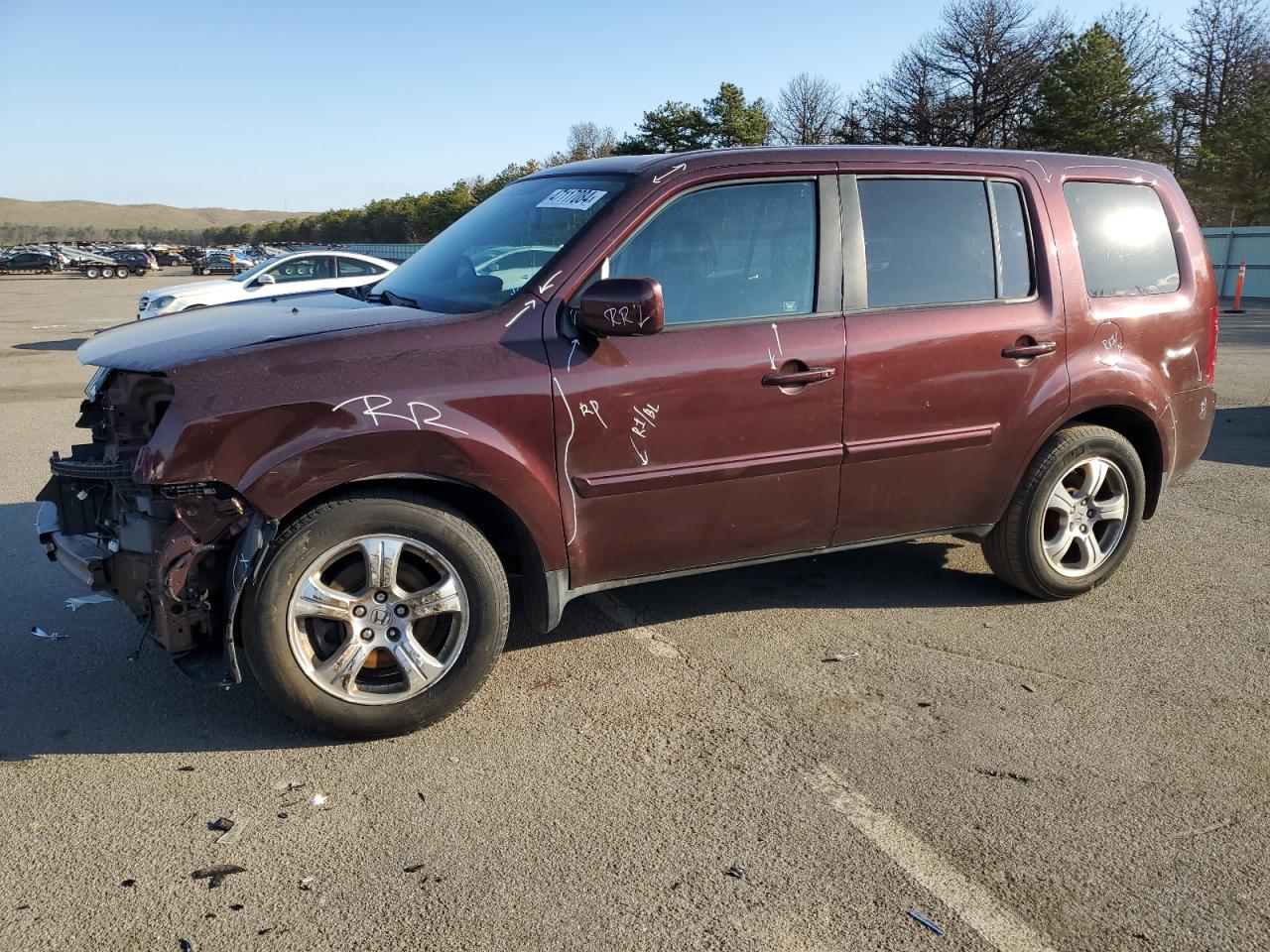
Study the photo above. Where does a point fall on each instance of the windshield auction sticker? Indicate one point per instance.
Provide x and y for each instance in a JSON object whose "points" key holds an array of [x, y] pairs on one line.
{"points": [[575, 198]]}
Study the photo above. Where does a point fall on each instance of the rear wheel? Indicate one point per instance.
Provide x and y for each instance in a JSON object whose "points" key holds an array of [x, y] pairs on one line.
{"points": [[376, 615], [1075, 516]]}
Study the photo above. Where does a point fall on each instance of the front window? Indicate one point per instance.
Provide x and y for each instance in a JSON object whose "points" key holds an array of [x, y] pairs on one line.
{"points": [[499, 246]]}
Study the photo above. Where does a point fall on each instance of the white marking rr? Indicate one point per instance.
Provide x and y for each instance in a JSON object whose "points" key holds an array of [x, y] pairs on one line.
{"points": [[970, 901], [545, 289]]}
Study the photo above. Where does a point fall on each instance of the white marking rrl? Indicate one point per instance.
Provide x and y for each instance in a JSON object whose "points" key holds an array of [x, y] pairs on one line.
{"points": [[530, 306], [970, 901], [568, 481]]}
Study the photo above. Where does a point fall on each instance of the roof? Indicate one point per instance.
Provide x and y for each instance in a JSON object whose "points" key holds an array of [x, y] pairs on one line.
{"points": [[639, 164]]}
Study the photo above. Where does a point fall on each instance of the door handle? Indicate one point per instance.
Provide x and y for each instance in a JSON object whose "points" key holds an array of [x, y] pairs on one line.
{"points": [[798, 379], [1023, 350]]}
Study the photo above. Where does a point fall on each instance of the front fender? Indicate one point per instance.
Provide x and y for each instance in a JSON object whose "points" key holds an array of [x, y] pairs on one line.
{"points": [[281, 457]]}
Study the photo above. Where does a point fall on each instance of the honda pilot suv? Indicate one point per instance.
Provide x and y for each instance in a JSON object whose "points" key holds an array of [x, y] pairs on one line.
{"points": [[699, 361]]}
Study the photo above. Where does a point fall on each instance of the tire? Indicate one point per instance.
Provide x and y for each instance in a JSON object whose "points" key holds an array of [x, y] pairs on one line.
{"points": [[1055, 540], [287, 644]]}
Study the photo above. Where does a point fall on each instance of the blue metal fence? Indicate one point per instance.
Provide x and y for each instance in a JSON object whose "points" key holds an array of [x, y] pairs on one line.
{"points": [[1228, 246]]}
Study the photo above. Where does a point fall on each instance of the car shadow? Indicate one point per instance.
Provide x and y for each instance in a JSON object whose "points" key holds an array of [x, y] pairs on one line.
{"points": [[67, 344], [1241, 435], [896, 575]]}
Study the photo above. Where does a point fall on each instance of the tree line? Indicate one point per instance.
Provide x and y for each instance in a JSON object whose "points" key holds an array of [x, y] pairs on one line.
{"points": [[992, 73]]}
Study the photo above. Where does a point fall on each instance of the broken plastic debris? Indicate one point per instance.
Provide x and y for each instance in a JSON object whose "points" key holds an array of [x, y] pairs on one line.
{"points": [[214, 875], [917, 916], [96, 598]]}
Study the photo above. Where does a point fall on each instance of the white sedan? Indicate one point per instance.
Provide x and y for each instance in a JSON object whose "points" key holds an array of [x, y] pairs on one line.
{"points": [[291, 275]]}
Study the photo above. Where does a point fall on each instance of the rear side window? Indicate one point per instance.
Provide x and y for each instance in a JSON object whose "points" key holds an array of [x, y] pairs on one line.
{"points": [[744, 250], [1123, 235], [931, 241]]}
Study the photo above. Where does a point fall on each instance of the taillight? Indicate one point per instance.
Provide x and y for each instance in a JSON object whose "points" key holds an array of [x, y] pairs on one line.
{"points": [[1210, 365]]}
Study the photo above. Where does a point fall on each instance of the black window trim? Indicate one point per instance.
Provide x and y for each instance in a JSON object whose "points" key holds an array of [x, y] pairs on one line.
{"points": [[826, 285], [855, 264]]}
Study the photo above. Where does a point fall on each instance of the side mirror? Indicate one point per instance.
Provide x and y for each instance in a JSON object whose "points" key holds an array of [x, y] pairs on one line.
{"points": [[622, 307]]}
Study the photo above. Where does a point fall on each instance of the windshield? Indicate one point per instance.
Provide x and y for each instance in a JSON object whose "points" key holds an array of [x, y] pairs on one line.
{"points": [[489, 254], [253, 271]]}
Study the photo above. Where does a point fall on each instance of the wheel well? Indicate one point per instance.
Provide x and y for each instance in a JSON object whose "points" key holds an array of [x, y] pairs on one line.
{"points": [[1141, 431], [486, 512]]}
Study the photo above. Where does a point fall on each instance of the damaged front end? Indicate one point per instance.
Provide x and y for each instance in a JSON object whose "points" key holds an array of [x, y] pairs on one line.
{"points": [[178, 555]]}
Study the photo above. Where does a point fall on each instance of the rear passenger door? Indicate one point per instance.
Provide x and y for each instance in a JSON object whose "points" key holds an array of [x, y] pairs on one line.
{"points": [[955, 348], [695, 447]]}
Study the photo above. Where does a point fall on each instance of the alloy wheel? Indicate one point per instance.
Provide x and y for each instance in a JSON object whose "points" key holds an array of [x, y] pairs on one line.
{"points": [[377, 620]]}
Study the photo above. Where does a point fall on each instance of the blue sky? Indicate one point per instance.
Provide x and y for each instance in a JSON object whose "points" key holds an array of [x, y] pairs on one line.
{"points": [[331, 104]]}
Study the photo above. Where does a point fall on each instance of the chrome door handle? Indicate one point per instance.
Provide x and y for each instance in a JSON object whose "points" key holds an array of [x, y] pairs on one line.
{"points": [[798, 379], [1025, 352]]}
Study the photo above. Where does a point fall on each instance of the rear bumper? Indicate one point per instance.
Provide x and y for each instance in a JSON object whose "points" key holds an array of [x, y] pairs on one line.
{"points": [[79, 555]]}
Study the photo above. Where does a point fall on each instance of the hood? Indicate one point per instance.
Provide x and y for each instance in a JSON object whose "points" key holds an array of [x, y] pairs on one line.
{"points": [[189, 336]]}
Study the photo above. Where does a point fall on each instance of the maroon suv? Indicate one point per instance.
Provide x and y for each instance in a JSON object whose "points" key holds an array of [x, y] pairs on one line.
{"points": [[629, 368]]}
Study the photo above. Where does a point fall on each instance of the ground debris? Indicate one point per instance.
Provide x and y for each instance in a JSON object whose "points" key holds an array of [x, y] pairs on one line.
{"points": [[1202, 830], [96, 598], [1003, 774], [919, 918], [214, 875]]}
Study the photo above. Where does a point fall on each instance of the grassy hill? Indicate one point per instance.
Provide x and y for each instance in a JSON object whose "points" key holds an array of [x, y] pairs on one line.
{"points": [[98, 218]]}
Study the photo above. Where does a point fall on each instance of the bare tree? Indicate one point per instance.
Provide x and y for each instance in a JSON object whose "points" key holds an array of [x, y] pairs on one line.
{"points": [[589, 141], [807, 111], [991, 54], [1219, 50]]}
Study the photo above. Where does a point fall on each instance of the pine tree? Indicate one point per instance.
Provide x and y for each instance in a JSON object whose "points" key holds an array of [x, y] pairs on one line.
{"points": [[1088, 102]]}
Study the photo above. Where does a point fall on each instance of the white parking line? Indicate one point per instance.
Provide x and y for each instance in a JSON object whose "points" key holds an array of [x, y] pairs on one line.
{"points": [[975, 906]]}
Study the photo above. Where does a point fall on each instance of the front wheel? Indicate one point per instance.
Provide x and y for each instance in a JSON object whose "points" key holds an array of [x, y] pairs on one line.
{"points": [[1075, 516], [376, 615]]}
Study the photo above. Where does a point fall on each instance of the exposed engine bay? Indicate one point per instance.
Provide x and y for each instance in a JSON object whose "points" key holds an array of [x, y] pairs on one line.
{"points": [[166, 551]]}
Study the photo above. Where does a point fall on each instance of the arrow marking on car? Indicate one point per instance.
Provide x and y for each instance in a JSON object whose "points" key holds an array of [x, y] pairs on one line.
{"points": [[545, 289], [530, 306], [657, 179]]}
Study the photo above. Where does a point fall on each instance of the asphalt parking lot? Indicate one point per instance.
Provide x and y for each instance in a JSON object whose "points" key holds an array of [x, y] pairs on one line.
{"points": [[789, 757]]}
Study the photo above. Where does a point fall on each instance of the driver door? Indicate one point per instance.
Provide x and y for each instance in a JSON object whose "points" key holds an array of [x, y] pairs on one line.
{"points": [[683, 449]]}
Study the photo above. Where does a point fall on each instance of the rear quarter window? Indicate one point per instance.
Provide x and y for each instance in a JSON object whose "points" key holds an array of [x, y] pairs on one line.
{"points": [[1125, 245]]}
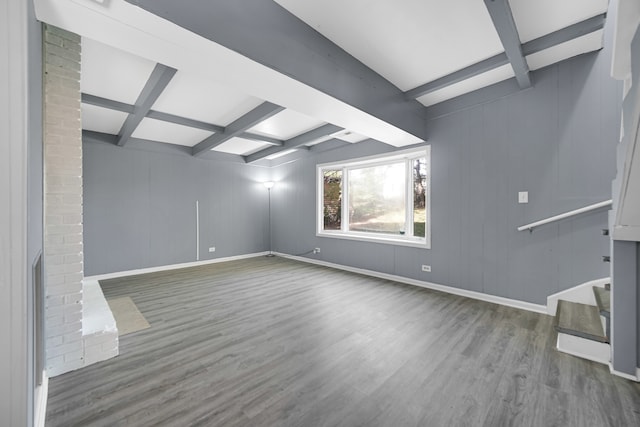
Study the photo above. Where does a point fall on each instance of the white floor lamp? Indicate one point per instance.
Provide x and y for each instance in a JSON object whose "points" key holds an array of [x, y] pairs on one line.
{"points": [[269, 185]]}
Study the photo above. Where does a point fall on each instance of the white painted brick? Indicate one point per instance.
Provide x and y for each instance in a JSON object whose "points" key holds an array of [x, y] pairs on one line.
{"points": [[61, 290], [74, 298], [73, 277], [53, 362], [64, 329], [63, 200], [73, 317], [98, 339], [55, 301], [54, 341], [54, 321], [72, 219], [72, 199], [74, 356], [73, 238], [64, 349], [54, 260], [72, 337], [64, 229], [54, 240], [54, 280], [63, 310]]}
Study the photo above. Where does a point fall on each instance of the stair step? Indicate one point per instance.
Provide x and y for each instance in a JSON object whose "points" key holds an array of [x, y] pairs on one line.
{"points": [[580, 320], [603, 300]]}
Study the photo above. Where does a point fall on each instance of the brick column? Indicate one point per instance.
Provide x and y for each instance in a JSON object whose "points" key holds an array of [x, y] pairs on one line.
{"points": [[62, 201]]}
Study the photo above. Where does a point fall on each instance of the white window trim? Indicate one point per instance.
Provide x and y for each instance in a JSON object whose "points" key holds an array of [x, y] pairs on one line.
{"points": [[380, 159]]}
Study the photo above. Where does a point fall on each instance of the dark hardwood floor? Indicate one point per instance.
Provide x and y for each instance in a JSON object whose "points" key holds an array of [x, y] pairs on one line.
{"points": [[274, 342]]}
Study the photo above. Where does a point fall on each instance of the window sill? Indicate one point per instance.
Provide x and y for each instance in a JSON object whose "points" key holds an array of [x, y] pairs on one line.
{"points": [[373, 238]]}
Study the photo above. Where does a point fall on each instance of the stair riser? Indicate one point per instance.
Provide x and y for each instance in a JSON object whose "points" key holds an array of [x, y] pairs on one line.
{"points": [[584, 348], [582, 294]]}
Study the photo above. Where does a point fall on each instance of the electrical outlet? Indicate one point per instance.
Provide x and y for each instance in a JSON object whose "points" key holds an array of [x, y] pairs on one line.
{"points": [[523, 197]]}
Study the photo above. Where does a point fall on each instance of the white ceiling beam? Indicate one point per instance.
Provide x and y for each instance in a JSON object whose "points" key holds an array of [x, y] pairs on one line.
{"points": [[237, 127], [171, 118], [295, 142], [262, 31], [502, 18], [458, 76]]}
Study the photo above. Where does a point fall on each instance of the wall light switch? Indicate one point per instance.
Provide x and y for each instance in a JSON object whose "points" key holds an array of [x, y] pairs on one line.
{"points": [[523, 197]]}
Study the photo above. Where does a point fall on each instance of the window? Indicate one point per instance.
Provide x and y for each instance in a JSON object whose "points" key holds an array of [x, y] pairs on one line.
{"points": [[381, 198]]}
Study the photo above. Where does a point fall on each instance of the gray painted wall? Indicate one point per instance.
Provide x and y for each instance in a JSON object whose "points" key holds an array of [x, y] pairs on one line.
{"points": [[34, 183], [556, 140], [625, 264], [139, 208]]}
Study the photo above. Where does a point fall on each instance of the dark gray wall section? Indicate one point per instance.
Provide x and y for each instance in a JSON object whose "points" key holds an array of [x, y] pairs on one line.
{"points": [[270, 35], [556, 140], [139, 208], [624, 306], [625, 265]]}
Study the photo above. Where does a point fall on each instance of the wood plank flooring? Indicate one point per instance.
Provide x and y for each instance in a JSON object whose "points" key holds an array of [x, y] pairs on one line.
{"points": [[274, 342]]}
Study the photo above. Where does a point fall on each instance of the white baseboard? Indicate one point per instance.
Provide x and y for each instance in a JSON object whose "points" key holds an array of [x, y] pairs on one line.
{"points": [[41, 395], [537, 308], [584, 348], [624, 374], [582, 293], [171, 267]]}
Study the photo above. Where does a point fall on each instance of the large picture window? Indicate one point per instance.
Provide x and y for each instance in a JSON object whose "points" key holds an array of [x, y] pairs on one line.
{"points": [[381, 198]]}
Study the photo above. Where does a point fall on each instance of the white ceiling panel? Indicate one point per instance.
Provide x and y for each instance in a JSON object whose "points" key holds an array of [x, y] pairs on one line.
{"points": [[241, 146], [112, 73], [348, 136], [200, 99], [540, 17], [157, 130], [319, 140], [409, 42], [285, 125], [280, 154], [102, 119], [584, 44], [477, 82]]}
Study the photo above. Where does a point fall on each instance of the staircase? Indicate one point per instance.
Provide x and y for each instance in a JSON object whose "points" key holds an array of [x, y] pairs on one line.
{"points": [[584, 329]]}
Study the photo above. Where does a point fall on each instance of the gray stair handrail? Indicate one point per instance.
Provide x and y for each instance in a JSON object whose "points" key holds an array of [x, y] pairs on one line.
{"points": [[568, 214]]}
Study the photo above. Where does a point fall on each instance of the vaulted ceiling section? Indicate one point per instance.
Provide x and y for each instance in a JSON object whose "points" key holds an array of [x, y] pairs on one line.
{"points": [[259, 80]]}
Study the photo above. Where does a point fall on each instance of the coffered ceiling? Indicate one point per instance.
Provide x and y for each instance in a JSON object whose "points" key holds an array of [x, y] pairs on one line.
{"points": [[261, 80]]}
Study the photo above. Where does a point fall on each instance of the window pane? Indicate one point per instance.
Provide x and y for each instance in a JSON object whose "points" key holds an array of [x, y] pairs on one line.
{"points": [[419, 196], [332, 193], [377, 199]]}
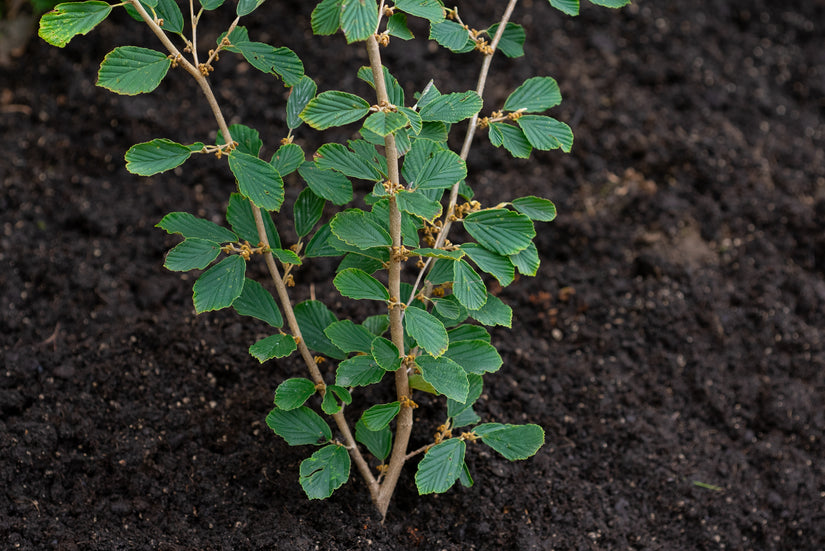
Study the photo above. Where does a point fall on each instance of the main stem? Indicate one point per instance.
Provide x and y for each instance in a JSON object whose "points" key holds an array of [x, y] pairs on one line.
{"points": [[404, 421]]}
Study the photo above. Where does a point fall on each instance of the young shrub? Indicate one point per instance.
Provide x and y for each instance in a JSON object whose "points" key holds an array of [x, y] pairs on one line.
{"points": [[427, 333]]}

==*==

Exercise aim: Your output should consist solely of the lines from the line containing "staircase? Indicate one point per instance." through the end of the data above, copied exactly, with images removed.

Complete response:
Study the photo above. Where does a point fall on each instance of the staircase? Indicate one point per instance.
Provide x and y for each instance in a JSON object whose "points" key holds an array of [x, y] pairs on one line.
{"points": [[584, 329]]}
Study the photo above. Where does a point fall on each instance of the gray stair handrail? Indicate one point per instance.
Provide x and y for each instance in a JSON object whose "points" key holds an array of [x, y] pairs on one line.
{"points": [[568, 214]]}
Study the photo above. Where does a point fall on each instance of the vaulted ceiling section? Indicate one point per instance.
Provide x and y for each instance in a JSON object whose "points" key holds an array of [x, y] pairs on one line.
{"points": [[259, 80]]}
Study the photo above. Where does a point fall on each instance of the coffered ceiling? Indicate one point per instance.
Provide x and y for each instance in a JSON object whose "points" key holds an array of [x, y] pairs on one line.
{"points": [[261, 80]]}
Study the photo above. Where does a point fall on each instance of the window pane? Indicate one point per instance.
Provide x and y for each instance in a JSON object whose "points" key holds an array of [x, y] pairs on one line.
{"points": [[419, 196], [332, 193], [377, 199]]}
Study the photo above. Where does a point fall on each instance of the main stem? Indicate one point per instance.
Provide x and y for each instance in a JSON object whose "points" key holds an array of [x, y] pairs on one line.
{"points": [[404, 421]]}
Study the photo above. Where does a point fall on each instance of the young shrub? Indicate one point per instance.
Provide x and y for each instance in a JSON object whose "points" key holds an array of [x, y] pairs on one line.
{"points": [[427, 333]]}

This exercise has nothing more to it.